Count the lines in the items below that contain the string "blue", and give only that number.

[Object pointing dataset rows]
****

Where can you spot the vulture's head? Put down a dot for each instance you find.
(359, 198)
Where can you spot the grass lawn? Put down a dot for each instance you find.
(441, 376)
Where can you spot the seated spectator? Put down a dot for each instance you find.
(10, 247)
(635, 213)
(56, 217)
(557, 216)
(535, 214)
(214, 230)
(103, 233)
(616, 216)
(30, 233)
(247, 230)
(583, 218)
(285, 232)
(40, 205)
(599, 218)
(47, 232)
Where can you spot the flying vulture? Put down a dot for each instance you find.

****

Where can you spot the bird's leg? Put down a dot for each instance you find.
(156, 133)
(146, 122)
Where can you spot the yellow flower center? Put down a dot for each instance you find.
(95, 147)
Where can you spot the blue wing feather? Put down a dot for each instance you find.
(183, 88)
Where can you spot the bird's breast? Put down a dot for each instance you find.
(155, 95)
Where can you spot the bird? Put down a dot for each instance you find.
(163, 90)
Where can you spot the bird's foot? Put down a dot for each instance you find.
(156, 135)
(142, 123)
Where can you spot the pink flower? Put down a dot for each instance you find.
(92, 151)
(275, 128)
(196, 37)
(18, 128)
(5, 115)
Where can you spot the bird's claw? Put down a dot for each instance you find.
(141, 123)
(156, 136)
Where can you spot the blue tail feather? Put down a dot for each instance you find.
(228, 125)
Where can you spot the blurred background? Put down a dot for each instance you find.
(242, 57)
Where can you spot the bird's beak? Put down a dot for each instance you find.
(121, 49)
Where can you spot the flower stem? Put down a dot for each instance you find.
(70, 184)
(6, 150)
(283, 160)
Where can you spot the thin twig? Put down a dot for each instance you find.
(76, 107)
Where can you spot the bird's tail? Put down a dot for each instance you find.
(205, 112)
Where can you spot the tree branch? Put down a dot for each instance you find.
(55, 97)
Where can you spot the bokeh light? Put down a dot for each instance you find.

****

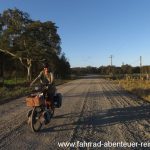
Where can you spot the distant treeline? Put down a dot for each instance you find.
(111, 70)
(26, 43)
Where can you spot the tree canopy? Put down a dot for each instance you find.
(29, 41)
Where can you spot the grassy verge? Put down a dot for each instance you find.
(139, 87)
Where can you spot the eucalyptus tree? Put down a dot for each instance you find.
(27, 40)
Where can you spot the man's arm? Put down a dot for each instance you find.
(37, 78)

****

> **Solution to the problem**:
2